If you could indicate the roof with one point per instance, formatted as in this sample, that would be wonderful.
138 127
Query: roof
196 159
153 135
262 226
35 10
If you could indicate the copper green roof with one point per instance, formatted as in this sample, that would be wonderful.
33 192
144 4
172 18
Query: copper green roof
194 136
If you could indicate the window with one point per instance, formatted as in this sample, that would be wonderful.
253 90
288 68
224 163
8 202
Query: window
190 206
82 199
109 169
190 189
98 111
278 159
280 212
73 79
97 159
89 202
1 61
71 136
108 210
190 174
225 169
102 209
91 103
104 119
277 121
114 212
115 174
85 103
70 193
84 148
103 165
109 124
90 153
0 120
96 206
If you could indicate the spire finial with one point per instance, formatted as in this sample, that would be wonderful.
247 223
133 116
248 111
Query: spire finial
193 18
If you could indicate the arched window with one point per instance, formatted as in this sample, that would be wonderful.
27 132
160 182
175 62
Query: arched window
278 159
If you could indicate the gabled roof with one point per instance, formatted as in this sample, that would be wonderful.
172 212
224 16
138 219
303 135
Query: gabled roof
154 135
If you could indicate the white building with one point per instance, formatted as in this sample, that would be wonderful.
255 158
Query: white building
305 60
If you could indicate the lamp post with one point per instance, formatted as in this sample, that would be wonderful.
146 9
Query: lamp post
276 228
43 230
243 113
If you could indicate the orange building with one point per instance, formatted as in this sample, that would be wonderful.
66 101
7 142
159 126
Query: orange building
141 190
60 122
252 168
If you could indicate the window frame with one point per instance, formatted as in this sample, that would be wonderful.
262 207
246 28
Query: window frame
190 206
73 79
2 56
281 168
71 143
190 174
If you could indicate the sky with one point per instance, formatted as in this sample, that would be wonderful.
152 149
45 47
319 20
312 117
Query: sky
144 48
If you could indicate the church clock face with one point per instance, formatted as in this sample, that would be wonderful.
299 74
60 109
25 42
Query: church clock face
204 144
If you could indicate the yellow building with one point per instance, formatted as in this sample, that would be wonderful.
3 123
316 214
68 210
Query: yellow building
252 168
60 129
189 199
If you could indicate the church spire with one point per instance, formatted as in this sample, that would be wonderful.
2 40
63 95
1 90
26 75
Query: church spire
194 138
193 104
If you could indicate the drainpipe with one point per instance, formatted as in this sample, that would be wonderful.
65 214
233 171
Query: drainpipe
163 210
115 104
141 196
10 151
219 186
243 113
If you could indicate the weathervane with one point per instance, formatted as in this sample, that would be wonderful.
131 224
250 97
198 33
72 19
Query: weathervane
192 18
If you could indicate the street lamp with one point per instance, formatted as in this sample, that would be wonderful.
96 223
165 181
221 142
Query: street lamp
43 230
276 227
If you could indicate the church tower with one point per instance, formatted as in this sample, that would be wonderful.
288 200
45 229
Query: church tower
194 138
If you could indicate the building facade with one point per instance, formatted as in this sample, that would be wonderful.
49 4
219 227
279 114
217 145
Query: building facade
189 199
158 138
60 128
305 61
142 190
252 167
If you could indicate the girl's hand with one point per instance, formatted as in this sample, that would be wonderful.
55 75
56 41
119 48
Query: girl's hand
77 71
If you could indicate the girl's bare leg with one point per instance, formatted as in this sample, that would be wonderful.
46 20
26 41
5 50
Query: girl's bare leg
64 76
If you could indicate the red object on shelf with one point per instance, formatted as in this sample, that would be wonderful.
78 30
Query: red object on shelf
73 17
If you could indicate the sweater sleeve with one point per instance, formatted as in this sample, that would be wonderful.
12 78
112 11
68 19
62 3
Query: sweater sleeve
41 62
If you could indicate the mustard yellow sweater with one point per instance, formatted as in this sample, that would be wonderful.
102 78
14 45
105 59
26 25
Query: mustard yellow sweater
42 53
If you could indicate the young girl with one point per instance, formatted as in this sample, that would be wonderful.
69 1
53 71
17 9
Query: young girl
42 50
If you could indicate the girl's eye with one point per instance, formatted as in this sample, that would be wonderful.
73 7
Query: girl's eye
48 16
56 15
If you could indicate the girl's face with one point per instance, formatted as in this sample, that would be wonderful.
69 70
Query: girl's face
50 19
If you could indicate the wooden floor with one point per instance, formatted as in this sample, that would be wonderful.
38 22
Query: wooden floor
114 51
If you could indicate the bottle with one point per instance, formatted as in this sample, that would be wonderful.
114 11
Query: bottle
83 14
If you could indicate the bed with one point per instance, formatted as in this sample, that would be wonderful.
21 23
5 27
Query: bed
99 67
...
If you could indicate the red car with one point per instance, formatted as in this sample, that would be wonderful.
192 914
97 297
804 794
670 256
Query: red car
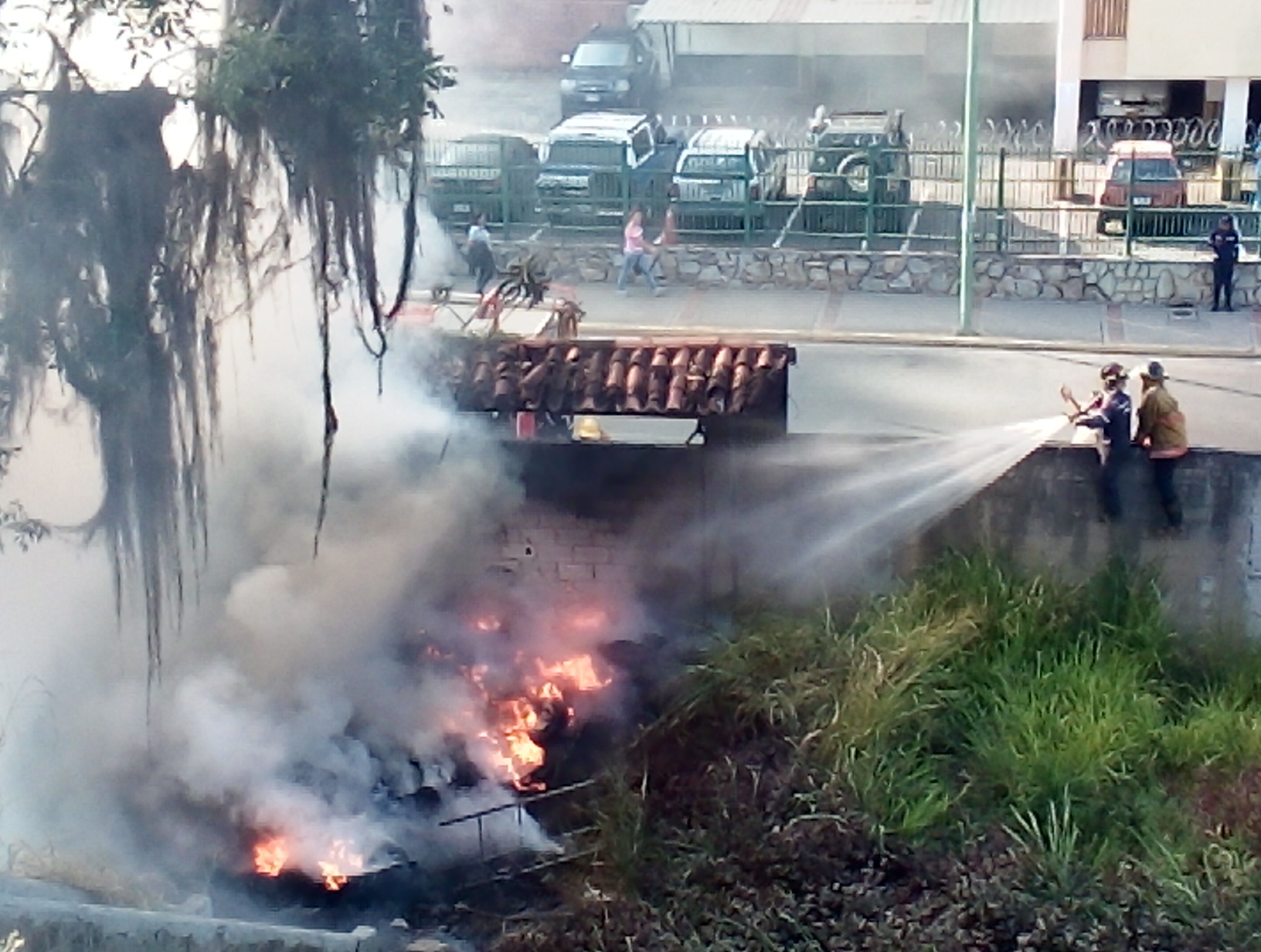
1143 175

[WHAT NEEDS TO BE DONE]
Pick out each line above that contains the string "drainpipe" and copy it out in full. Case counts.

[EXERCISE SOLUTION]
If you could indicate the drainpipe with one point per instance, formatted as in this sample, that would be wonderful.
Query: drainpipe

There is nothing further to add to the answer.